» **EXERCISE INSTRUCTIONS**
Copy every line below that has the word "grass" in it.

-- -- --

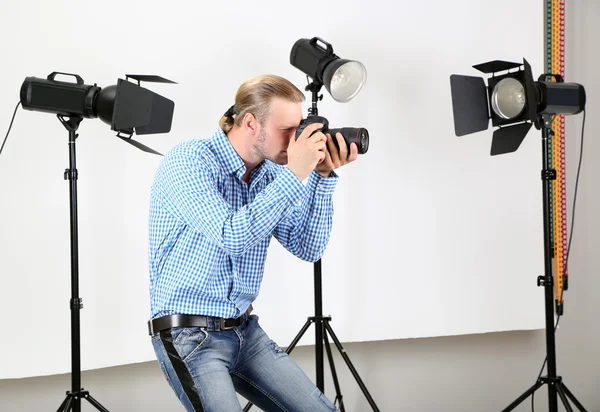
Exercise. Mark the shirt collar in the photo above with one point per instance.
(226, 154)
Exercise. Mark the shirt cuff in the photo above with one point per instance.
(291, 186)
(323, 185)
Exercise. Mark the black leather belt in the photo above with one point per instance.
(191, 321)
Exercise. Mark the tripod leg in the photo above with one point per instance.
(362, 386)
(288, 351)
(63, 406)
(68, 405)
(563, 397)
(95, 403)
(298, 337)
(336, 384)
(525, 395)
(570, 395)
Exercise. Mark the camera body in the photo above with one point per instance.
(359, 135)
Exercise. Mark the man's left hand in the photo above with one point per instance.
(334, 158)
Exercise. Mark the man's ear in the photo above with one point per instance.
(250, 124)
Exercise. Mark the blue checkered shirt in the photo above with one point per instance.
(209, 230)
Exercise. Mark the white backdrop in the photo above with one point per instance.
(431, 236)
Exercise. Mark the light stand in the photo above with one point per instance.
(72, 401)
(322, 326)
(554, 382)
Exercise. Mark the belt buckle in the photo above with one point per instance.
(223, 326)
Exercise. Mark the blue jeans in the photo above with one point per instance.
(205, 367)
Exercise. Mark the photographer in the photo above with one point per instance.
(215, 203)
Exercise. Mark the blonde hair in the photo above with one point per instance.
(255, 96)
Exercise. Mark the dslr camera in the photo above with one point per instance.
(359, 135)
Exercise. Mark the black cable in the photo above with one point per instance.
(568, 247)
(9, 127)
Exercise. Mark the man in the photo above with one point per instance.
(215, 203)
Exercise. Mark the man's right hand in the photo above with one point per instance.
(307, 152)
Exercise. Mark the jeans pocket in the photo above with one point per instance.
(163, 367)
(188, 341)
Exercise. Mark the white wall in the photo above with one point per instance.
(479, 373)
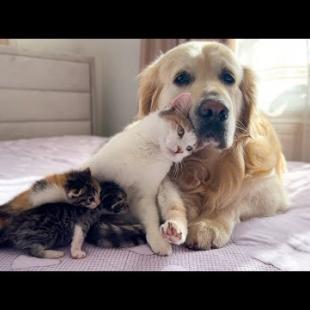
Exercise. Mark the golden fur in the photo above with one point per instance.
(218, 187)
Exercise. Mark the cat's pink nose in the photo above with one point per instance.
(179, 150)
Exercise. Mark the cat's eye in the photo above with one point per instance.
(76, 192)
(183, 78)
(180, 131)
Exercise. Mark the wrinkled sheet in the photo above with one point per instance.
(266, 244)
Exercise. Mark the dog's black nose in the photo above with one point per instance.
(213, 110)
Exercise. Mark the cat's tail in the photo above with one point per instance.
(106, 235)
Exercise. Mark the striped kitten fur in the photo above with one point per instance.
(74, 187)
(39, 231)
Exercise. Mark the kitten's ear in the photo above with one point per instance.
(87, 172)
(182, 102)
(74, 193)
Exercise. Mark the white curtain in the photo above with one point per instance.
(282, 69)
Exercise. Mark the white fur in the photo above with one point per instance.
(77, 242)
(138, 160)
(52, 193)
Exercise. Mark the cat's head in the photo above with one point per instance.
(113, 198)
(82, 189)
(178, 139)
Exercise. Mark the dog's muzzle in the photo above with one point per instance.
(210, 121)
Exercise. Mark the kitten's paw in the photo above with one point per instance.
(77, 254)
(53, 254)
(160, 246)
(174, 232)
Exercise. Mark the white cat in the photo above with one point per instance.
(138, 159)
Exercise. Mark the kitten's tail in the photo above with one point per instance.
(116, 236)
(5, 218)
(3, 235)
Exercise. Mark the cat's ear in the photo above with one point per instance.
(182, 102)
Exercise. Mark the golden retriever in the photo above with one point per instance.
(237, 175)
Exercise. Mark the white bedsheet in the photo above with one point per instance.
(276, 243)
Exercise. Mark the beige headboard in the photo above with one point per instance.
(45, 95)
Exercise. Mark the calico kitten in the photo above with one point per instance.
(50, 226)
(74, 187)
(139, 159)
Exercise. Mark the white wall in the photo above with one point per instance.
(117, 65)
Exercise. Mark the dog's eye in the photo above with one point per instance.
(183, 78)
(180, 131)
(227, 78)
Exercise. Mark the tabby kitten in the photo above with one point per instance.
(74, 187)
(51, 225)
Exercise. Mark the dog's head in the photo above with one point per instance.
(223, 91)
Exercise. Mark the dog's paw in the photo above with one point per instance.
(174, 232)
(205, 235)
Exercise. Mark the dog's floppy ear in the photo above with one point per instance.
(149, 89)
(248, 89)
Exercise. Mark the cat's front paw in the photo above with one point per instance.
(77, 254)
(159, 246)
(174, 232)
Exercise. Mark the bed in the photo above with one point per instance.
(47, 125)
(253, 244)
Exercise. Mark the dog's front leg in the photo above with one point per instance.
(211, 231)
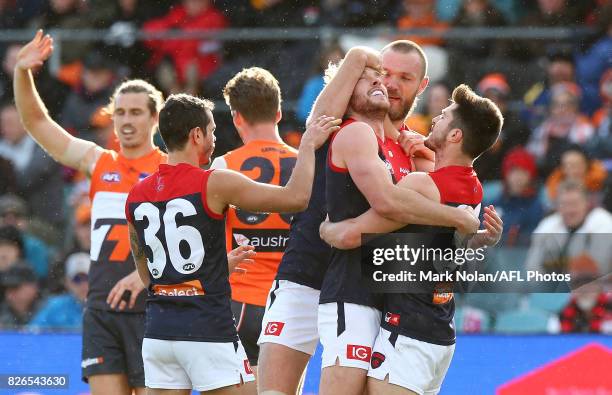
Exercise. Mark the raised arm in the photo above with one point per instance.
(357, 147)
(226, 187)
(63, 147)
(334, 98)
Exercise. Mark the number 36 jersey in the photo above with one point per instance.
(184, 244)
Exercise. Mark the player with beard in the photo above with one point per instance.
(289, 331)
(416, 342)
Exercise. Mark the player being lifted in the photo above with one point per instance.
(416, 342)
(290, 333)
(254, 98)
(114, 316)
(177, 235)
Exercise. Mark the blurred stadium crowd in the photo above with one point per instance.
(547, 174)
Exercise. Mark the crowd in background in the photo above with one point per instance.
(548, 172)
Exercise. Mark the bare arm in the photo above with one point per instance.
(226, 187)
(357, 148)
(334, 98)
(139, 256)
(63, 147)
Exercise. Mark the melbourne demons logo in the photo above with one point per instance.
(360, 353)
(274, 328)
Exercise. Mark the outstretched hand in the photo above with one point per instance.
(34, 53)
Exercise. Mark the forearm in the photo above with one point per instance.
(299, 186)
(34, 115)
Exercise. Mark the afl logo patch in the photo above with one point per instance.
(111, 177)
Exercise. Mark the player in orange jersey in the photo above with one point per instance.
(254, 98)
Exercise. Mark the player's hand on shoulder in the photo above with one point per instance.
(319, 130)
(34, 53)
(242, 255)
(125, 292)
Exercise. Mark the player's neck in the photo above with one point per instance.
(376, 124)
(137, 152)
(261, 132)
(446, 158)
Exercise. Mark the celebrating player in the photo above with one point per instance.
(177, 236)
(290, 333)
(254, 98)
(415, 345)
(114, 318)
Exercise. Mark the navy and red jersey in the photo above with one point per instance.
(342, 282)
(429, 316)
(307, 256)
(112, 178)
(184, 243)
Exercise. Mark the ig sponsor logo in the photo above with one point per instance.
(360, 353)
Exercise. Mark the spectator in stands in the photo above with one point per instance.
(20, 294)
(81, 244)
(193, 59)
(421, 14)
(8, 181)
(438, 95)
(39, 177)
(495, 86)
(601, 145)
(65, 311)
(590, 308)
(560, 68)
(565, 125)
(332, 53)
(593, 63)
(576, 229)
(11, 247)
(577, 166)
(13, 212)
(66, 14)
(86, 101)
(518, 205)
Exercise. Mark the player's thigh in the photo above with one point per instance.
(378, 387)
(280, 368)
(102, 384)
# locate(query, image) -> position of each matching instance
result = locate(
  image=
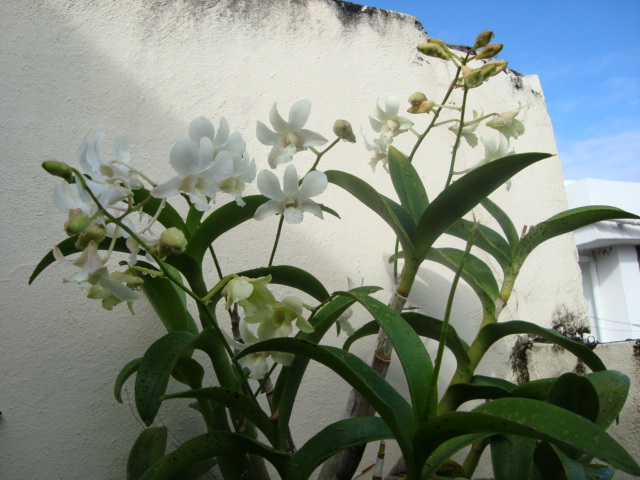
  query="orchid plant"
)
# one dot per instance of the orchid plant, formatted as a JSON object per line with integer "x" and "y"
{"x": 530, "y": 429}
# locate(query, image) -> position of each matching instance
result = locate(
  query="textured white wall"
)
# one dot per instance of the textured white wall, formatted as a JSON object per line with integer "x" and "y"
{"x": 146, "y": 69}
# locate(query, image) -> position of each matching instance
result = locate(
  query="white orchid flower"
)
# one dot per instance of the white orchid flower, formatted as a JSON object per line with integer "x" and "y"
{"x": 244, "y": 171}
{"x": 288, "y": 137}
{"x": 94, "y": 272}
{"x": 293, "y": 199}
{"x": 200, "y": 167}
{"x": 378, "y": 150}
{"x": 285, "y": 313}
{"x": 387, "y": 120}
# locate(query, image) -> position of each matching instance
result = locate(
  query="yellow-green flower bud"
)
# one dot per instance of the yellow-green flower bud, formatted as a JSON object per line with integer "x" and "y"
{"x": 489, "y": 51}
{"x": 433, "y": 49}
{"x": 472, "y": 77}
{"x": 483, "y": 39}
{"x": 343, "y": 130}
{"x": 94, "y": 233}
{"x": 58, "y": 169}
{"x": 172, "y": 241}
{"x": 77, "y": 223}
{"x": 420, "y": 103}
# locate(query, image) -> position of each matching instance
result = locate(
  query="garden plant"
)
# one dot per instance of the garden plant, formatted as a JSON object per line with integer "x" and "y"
{"x": 131, "y": 235}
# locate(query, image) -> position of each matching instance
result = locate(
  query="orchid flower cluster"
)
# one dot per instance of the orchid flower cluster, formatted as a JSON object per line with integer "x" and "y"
{"x": 115, "y": 209}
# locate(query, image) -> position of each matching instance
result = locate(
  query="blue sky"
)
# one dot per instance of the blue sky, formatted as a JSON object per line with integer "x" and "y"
{"x": 587, "y": 55}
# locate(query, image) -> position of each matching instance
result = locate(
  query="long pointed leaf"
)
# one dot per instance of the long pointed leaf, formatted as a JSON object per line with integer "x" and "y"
{"x": 562, "y": 223}
{"x": 407, "y": 184}
{"x": 528, "y": 418}
{"x": 391, "y": 406}
{"x": 212, "y": 445}
{"x": 413, "y": 356}
{"x": 389, "y": 211}
{"x": 460, "y": 197}
{"x": 335, "y": 438}
{"x": 147, "y": 449}
{"x": 235, "y": 401}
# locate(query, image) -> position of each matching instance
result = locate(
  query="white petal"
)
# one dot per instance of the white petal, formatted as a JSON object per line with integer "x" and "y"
{"x": 201, "y": 127}
{"x": 272, "y": 207}
{"x": 265, "y": 135}
{"x": 290, "y": 181}
{"x": 277, "y": 121}
{"x": 314, "y": 183}
{"x": 269, "y": 185}
{"x": 167, "y": 189}
{"x": 311, "y": 139}
{"x": 185, "y": 157}
{"x": 311, "y": 207}
{"x": 222, "y": 167}
{"x": 299, "y": 114}
{"x": 392, "y": 106}
{"x": 293, "y": 215}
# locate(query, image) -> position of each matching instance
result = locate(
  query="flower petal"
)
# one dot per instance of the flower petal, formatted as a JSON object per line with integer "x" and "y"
{"x": 269, "y": 185}
{"x": 272, "y": 207}
{"x": 290, "y": 181}
{"x": 299, "y": 114}
{"x": 185, "y": 157}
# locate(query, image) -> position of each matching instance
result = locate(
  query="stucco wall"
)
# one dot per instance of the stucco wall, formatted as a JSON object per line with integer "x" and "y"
{"x": 146, "y": 69}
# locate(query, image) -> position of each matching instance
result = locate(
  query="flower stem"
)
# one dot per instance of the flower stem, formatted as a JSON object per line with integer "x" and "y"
{"x": 277, "y": 240}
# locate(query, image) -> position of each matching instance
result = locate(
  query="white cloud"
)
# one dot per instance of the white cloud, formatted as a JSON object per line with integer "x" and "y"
{"x": 609, "y": 157}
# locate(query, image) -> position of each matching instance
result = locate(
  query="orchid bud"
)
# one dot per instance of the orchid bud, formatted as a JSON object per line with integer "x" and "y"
{"x": 420, "y": 103}
{"x": 483, "y": 39}
{"x": 172, "y": 241}
{"x": 343, "y": 130}
{"x": 94, "y": 233}
{"x": 472, "y": 77}
{"x": 489, "y": 51}
{"x": 77, "y": 223}
{"x": 433, "y": 49}
{"x": 58, "y": 169}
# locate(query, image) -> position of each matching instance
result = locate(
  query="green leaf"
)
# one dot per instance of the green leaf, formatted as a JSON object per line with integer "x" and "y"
{"x": 495, "y": 331}
{"x": 147, "y": 449}
{"x": 407, "y": 184}
{"x": 154, "y": 372}
{"x": 460, "y": 197}
{"x": 503, "y": 220}
{"x": 290, "y": 378}
{"x": 391, "y": 406}
{"x": 292, "y": 277}
{"x": 169, "y": 217}
{"x": 475, "y": 273}
{"x": 167, "y": 303}
{"x": 511, "y": 456}
{"x": 424, "y": 326}
{"x": 335, "y": 438}
{"x": 562, "y": 223}
{"x": 236, "y": 401}
{"x": 612, "y": 388}
{"x": 527, "y": 418}
{"x": 389, "y": 211}
{"x": 413, "y": 356}
{"x": 485, "y": 239}
{"x": 128, "y": 370}
{"x": 576, "y": 394}
{"x": 221, "y": 220}
{"x": 210, "y": 445}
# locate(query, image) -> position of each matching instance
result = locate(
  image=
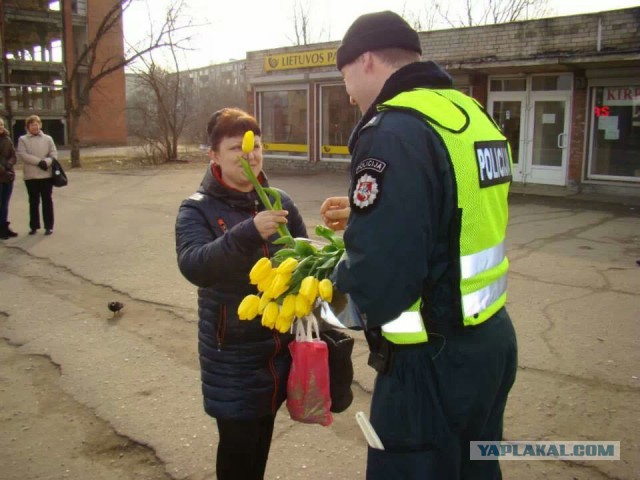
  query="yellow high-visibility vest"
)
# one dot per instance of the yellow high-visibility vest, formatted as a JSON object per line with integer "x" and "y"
{"x": 481, "y": 161}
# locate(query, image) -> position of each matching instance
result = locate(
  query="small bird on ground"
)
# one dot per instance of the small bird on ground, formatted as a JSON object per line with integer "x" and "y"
{"x": 115, "y": 307}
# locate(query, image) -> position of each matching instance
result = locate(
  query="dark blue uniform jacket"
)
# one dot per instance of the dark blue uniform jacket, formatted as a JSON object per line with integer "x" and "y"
{"x": 244, "y": 366}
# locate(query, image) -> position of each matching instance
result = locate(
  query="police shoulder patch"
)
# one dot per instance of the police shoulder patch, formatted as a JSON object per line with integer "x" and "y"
{"x": 494, "y": 162}
{"x": 375, "y": 120}
{"x": 367, "y": 183}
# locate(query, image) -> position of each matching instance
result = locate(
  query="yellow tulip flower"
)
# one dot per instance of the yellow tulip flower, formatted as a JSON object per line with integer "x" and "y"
{"x": 309, "y": 288}
{"x": 325, "y": 288}
{"x": 248, "y": 308}
{"x": 303, "y": 307}
{"x": 248, "y": 141}
{"x": 283, "y": 323}
{"x": 264, "y": 300}
{"x": 270, "y": 315}
{"x": 288, "y": 266}
{"x": 264, "y": 284}
{"x": 260, "y": 270}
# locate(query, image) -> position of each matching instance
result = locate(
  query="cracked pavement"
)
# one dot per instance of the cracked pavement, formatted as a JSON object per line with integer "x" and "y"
{"x": 85, "y": 394}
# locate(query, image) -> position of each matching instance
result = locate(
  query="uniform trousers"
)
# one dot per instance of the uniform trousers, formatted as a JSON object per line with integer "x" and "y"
{"x": 243, "y": 448}
{"x": 40, "y": 189}
{"x": 438, "y": 397}
{"x": 5, "y": 196}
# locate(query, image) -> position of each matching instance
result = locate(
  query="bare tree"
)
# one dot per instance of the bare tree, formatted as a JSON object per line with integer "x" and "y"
{"x": 421, "y": 20}
{"x": 164, "y": 105}
{"x": 86, "y": 72}
{"x": 302, "y": 28}
{"x": 469, "y": 13}
{"x": 216, "y": 94}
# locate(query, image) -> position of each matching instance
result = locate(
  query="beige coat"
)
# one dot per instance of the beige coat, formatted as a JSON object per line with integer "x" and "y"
{"x": 32, "y": 149}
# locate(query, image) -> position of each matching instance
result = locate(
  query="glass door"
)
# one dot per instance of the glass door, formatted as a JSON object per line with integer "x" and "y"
{"x": 549, "y": 134}
{"x": 508, "y": 114}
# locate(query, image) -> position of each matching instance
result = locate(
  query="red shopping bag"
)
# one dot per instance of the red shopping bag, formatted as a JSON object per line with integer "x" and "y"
{"x": 308, "y": 394}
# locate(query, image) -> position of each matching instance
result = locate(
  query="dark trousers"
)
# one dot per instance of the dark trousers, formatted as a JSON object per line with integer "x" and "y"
{"x": 438, "y": 398}
{"x": 5, "y": 195}
{"x": 40, "y": 189}
{"x": 243, "y": 448}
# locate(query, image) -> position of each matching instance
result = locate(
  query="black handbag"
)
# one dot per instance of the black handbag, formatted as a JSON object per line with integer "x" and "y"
{"x": 58, "y": 177}
{"x": 340, "y": 347}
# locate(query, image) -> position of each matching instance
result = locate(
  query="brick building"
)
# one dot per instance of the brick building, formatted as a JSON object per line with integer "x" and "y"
{"x": 565, "y": 90}
{"x": 40, "y": 41}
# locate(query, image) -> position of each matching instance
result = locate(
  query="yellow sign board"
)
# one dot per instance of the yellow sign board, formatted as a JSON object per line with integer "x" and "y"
{"x": 284, "y": 147}
{"x": 308, "y": 59}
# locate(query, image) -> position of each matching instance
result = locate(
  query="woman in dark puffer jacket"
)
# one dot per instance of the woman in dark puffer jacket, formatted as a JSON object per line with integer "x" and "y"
{"x": 221, "y": 231}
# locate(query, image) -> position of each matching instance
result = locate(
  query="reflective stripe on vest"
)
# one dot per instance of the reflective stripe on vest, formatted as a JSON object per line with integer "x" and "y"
{"x": 472, "y": 265}
{"x": 408, "y": 328}
{"x": 475, "y": 302}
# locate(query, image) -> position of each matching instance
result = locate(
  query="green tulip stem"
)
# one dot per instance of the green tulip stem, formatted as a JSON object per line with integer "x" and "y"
{"x": 283, "y": 231}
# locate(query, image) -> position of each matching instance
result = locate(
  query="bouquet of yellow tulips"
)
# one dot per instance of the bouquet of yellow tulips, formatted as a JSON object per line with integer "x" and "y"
{"x": 295, "y": 279}
{"x": 292, "y": 282}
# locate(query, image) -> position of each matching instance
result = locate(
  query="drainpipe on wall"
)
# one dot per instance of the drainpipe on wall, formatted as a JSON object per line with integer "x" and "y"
{"x": 599, "y": 41}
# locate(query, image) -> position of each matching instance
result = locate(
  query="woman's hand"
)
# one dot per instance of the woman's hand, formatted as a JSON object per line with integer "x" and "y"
{"x": 335, "y": 212}
{"x": 267, "y": 221}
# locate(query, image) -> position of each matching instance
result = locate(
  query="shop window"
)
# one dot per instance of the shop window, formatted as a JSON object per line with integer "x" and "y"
{"x": 615, "y": 132}
{"x": 338, "y": 119}
{"x": 551, "y": 83}
{"x": 508, "y": 85}
{"x": 283, "y": 121}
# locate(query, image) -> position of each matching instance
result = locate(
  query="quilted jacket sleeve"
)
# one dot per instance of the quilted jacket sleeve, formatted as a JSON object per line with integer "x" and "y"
{"x": 210, "y": 260}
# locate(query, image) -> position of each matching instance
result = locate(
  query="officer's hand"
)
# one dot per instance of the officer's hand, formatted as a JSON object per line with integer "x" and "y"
{"x": 335, "y": 212}
{"x": 267, "y": 222}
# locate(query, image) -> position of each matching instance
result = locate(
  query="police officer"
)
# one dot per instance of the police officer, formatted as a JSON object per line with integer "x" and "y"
{"x": 426, "y": 265}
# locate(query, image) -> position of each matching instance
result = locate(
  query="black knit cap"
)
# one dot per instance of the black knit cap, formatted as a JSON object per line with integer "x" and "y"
{"x": 375, "y": 31}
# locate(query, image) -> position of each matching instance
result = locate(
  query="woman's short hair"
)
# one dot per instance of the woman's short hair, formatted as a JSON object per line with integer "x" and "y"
{"x": 229, "y": 122}
{"x": 31, "y": 119}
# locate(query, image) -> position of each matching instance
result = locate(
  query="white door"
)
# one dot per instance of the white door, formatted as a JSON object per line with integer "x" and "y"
{"x": 547, "y": 139}
{"x": 534, "y": 114}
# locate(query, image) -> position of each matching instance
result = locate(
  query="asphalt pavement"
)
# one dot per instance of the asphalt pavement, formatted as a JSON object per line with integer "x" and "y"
{"x": 573, "y": 295}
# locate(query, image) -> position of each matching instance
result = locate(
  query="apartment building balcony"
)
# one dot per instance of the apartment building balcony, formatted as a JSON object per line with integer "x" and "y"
{"x": 24, "y": 100}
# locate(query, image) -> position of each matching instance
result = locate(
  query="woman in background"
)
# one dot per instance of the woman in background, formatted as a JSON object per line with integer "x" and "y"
{"x": 7, "y": 177}
{"x": 37, "y": 150}
{"x": 221, "y": 231}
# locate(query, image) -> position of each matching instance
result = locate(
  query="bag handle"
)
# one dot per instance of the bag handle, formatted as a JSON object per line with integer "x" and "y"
{"x": 306, "y": 334}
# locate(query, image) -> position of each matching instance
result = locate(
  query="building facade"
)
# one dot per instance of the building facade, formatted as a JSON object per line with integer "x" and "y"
{"x": 40, "y": 42}
{"x": 565, "y": 91}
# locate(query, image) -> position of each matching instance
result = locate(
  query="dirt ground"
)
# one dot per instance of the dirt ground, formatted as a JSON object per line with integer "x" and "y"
{"x": 85, "y": 395}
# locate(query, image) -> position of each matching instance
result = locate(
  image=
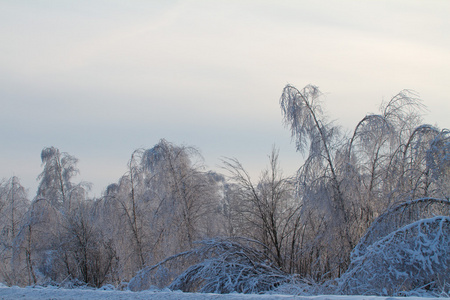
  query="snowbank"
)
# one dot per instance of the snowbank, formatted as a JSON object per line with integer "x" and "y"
{"x": 56, "y": 293}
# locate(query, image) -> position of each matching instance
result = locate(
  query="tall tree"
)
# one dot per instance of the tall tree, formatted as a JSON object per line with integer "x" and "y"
{"x": 13, "y": 206}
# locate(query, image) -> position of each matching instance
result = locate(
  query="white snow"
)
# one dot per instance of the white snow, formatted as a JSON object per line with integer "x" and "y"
{"x": 58, "y": 293}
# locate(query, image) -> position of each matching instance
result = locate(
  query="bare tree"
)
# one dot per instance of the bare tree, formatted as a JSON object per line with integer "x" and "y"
{"x": 268, "y": 211}
{"x": 13, "y": 206}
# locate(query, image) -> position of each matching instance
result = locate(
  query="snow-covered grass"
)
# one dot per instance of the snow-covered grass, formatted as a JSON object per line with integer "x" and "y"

-- -- --

» **TASK OUTPUT**
  query="snow-covered grass"
# one dot per instance of the snow-covered grass, formatted as a JSON object per line with integer "x" and "y"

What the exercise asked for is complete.